╭─ Given passage

DAY 17. Everything Changes: A Yoga Parable
The people were fueled by energy drinks, but ripe with anxiety and unexamined ambition. The land was drunk on money and the illusion of freedom fired their imaginations. The eight limbs twisted in the wind of post-modernism and creative chaos.
In time, yoga prospered and many realized the teachers brought good medicine. It seemed to help prisoners, alcoholics, those suffering pain, and even angry youth. But some feared its power – especially its counsel to sit alone in silence.
In the counsel of quiet, someone passed a message about movement’s medicine and whispered that diversity is a source for creativity and road to enlightenment. A vision came forth of illusions in misdirected ambition, in Theodrama, and in the construction of culture and its false prophecies of comfort through technology and convenience.
* * *
Then someone at the ashram read a passage from Shelly, and a guru wept:
Life, like a dome of many-colored glass
Stains the white radiance of eternity.
The gurus didn’t understand what had happened, and while nobody claimed credit, people awoke to radiance within. Westlanders didn’t want gurus. They didn’t read books. But they went to their mats and a world opened like the many petals of the lotus in a soft rain, and a light from the crown of their heads went out to eternity.
MEDITATION
Every happening great and small
Is a parable whereby God speaks to us
And the art of life is to get the message.

╰─
╭─ Source data

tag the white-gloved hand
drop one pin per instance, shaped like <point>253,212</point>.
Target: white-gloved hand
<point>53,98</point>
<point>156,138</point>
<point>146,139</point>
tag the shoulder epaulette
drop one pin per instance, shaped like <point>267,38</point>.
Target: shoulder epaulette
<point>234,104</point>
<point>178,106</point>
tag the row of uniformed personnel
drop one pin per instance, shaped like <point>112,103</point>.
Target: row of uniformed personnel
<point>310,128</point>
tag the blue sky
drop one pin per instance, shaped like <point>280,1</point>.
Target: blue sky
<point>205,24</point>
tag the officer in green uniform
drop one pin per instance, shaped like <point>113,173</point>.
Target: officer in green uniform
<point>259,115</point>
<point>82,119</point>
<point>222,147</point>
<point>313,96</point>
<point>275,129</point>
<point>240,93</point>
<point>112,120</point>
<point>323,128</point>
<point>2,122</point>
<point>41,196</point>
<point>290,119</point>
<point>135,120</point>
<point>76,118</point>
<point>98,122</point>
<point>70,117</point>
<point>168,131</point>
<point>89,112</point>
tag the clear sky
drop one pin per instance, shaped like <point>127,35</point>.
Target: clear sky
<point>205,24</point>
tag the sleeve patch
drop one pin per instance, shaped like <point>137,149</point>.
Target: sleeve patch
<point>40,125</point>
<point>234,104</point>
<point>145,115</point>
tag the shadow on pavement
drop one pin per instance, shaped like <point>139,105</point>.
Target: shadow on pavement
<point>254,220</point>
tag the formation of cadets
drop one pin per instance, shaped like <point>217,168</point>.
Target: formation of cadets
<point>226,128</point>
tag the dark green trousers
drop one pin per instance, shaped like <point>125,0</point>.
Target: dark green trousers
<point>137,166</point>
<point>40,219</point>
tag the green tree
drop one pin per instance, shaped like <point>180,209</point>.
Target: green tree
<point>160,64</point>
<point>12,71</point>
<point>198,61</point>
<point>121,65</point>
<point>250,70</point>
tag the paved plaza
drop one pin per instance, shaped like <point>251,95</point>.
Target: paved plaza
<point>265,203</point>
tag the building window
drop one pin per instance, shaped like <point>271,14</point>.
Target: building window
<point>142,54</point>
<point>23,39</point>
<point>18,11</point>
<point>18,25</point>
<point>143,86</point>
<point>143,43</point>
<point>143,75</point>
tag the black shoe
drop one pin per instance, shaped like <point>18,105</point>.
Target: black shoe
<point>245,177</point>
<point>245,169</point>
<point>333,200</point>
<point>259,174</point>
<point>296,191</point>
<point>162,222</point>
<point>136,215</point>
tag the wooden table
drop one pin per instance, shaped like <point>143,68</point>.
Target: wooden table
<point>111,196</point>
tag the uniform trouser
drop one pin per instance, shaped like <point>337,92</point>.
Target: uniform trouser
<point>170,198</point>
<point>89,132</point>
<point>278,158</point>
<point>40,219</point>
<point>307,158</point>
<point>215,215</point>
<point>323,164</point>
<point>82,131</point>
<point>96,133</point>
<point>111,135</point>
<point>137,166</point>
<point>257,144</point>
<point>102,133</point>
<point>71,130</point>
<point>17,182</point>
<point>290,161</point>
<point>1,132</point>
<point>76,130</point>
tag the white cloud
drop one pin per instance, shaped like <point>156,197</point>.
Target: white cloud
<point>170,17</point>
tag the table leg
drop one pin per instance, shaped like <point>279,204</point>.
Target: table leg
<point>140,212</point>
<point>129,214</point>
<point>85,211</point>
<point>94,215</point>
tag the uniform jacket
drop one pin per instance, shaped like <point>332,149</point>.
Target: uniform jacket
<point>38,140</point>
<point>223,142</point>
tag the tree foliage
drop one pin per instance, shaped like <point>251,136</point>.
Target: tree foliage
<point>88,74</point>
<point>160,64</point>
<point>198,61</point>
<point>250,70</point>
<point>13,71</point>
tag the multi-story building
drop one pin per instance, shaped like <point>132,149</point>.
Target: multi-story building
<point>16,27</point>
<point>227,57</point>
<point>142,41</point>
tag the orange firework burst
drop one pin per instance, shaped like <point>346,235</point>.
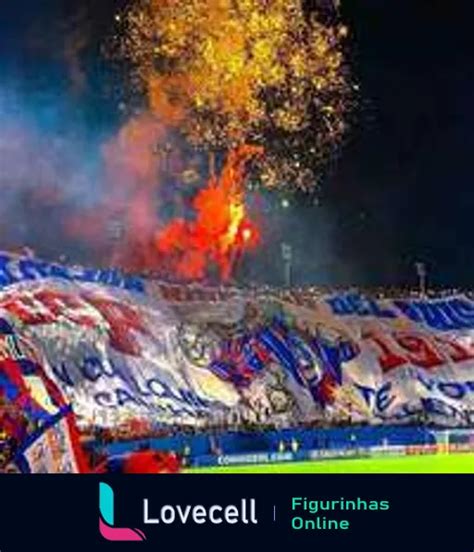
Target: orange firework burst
<point>229,72</point>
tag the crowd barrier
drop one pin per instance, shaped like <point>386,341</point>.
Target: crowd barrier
<point>293,445</point>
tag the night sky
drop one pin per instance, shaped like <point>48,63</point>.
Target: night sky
<point>400,191</point>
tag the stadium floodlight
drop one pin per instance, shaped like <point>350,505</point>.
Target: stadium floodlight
<point>421,273</point>
<point>287,256</point>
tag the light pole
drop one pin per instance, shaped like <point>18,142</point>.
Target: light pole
<point>421,273</point>
<point>287,256</point>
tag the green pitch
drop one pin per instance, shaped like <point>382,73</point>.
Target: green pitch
<point>436,463</point>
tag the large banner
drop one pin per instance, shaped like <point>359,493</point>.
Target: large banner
<point>125,348</point>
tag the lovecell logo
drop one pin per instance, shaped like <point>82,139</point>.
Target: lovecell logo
<point>106,519</point>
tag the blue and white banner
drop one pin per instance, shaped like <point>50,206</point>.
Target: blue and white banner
<point>185,354</point>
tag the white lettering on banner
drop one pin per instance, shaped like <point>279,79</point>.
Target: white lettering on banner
<point>117,355</point>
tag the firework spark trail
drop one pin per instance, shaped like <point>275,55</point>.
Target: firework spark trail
<point>245,71</point>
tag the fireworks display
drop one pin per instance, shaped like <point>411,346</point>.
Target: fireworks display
<point>231,72</point>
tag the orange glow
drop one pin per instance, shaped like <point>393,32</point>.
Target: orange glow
<point>221,231</point>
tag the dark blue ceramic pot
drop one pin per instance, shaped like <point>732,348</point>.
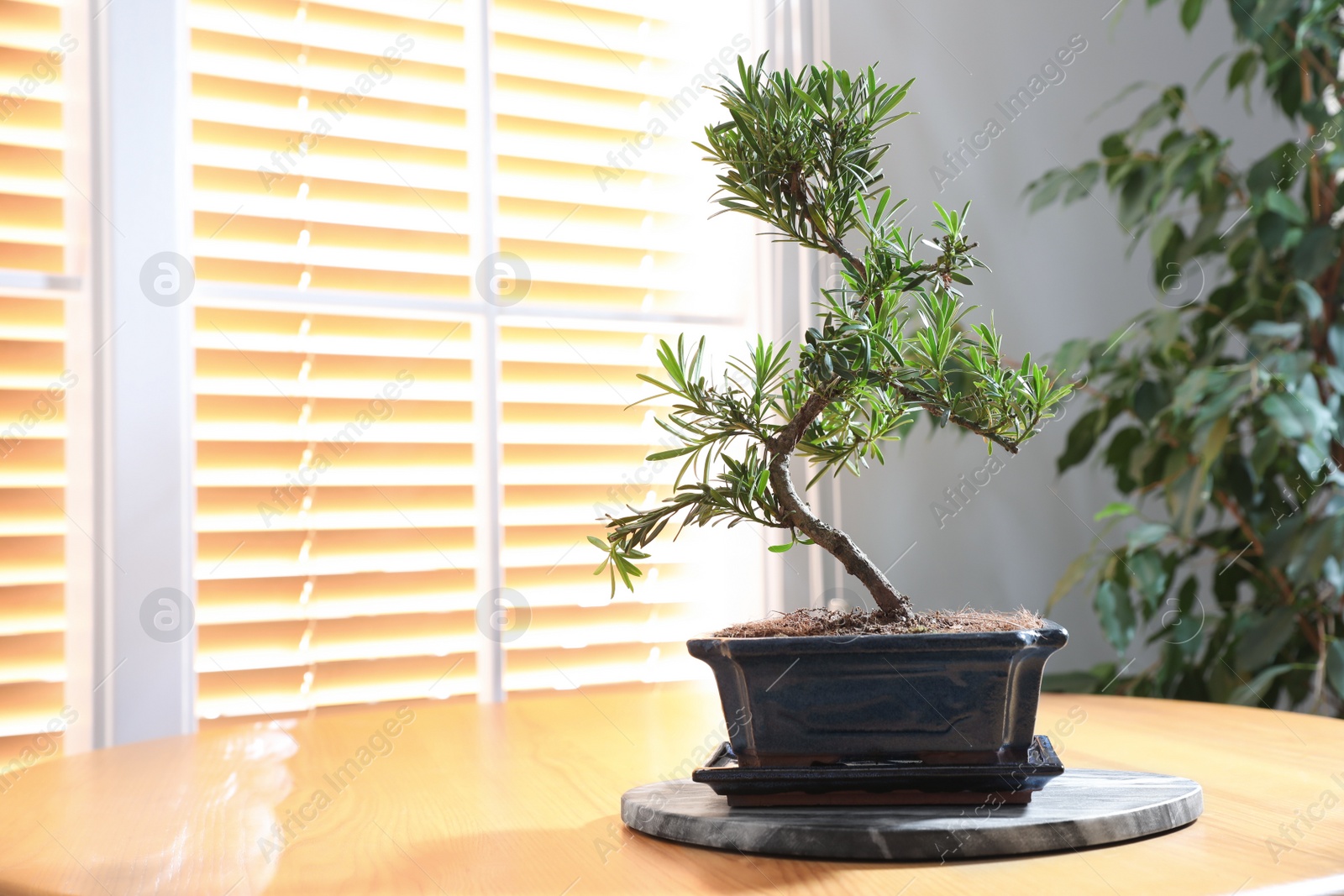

╰─

• Task item:
Answer from the yoga parable:
1. What were the people fueled by?
2. Which four groups did yoga seem to help?
3. Who wept when a passage from Shelly was read at the ashram?
Use only the yoga parable as your source.

• Answer to this exercise:
1. Energy drinks.
2. Prisoners, alcoholics, those suffering pain, and angry youth.
3. A guru.